(GIVEN ENTRIES):
— begin —
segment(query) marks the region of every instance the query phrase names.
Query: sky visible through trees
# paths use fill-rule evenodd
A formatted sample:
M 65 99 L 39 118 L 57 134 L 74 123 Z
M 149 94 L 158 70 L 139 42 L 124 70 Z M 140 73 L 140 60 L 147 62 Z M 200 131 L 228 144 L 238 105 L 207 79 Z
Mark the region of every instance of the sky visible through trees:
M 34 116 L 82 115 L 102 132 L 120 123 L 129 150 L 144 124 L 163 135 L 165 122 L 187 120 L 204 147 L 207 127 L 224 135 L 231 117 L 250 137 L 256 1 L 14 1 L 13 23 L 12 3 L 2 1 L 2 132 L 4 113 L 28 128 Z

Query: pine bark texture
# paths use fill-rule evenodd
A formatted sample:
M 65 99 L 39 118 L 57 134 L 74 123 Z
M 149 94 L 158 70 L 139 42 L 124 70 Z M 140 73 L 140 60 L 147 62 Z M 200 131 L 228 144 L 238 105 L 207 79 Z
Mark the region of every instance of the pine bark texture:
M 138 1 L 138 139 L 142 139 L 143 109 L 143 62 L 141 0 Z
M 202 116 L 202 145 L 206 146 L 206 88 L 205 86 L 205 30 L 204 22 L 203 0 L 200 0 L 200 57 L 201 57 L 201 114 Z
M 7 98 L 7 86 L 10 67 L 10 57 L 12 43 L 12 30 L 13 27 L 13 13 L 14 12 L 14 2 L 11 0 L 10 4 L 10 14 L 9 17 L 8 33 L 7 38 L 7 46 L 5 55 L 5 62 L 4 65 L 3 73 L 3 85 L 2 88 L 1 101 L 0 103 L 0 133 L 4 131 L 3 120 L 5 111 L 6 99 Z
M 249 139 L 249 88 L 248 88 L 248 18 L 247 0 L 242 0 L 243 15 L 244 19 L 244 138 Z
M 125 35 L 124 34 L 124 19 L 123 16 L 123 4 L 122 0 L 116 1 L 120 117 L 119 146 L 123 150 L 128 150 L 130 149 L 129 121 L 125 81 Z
— end —
(THE EXERCISE):
Copy every line of the data above verbatim, from the first line through the last.

(THE RESPONSE):
segment(query) marks the region of every instance the query phrase names.
Query: sky visible through trees
# paths use fill-rule evenodd
A formatted sample:
M 65 99 L 39 118 L 57 134 L 74 123 Z
M 149 94 L 158 70 L 139 42 L 124 70 Z M 140 73 L 140 60 L 147 62 Z M 200 131 L 228 144 L 238 105 L 207 79 Z
Mark the region of every instance of the sky visible through trees:
M 34 116 L 82 115 L 102 132 L 120 123 L 129 150 L 144 124 L 163 135 L 165 122 L 187 120 L 204 147 L 207 127 L 224 135 L 231 117 L 250 137 L 256 1 L 14 1 L 13 23 L 12 3 L 2 1 L 2 132 L 4 113 L 28 128 Z

Query: pine bark texture
# paths use fill-rule evenodd
A formatted sample:
M 65 99 L 39 118 L 57 134 L 74 123 Z
M 149 94 L 158 70 L 139 42 L 124 70 Z M 140 73 L 140 60 L 147 62 Z M 200 131 L 228 144 L 238 105 L 207 79 Z
Mark the region of every instance of the pine bark texture:
M 138 1 L 138 139 L 142 139 L 143 109 L 143 62 L 141 0 Z
M 202 116 L 202 145 L 206 146 L 206 88 L 205 86 L 205 30 L 204 22 L 203 0 L 200 0 L 200 57 L 201 57 L 201 114 Z
M 7 98 L 7 86 L 10 67 L 10 57 L 12 43 L 12 30 L 13 27 L 13 13 L 14 12 L 14 2 L 11 0 L 10 4 L 10 14 L 9 17 L 8 33 L 7 38 L 7 46 L 5 55 L 5 62 L 4 65 L 3 73 L 3 85 L 2 88 L 1 101 L 0 103 L 0 133 L 4 131 L 3 120 L 5 111 L 6 99 Z
M 249 139 L 249 88 L 248 88 L 248 18 L 247 0 L 242 0 L 243 15 L 244 19 L 244 138 Z
M 125 35 L 124 34 L 124 19 L 123 16 L 123 4 L 122 0 L 116 1 L 120 117 L 119 146 L 123 150 L 128 150 L 130 149 L 129 121 L 125 81 Z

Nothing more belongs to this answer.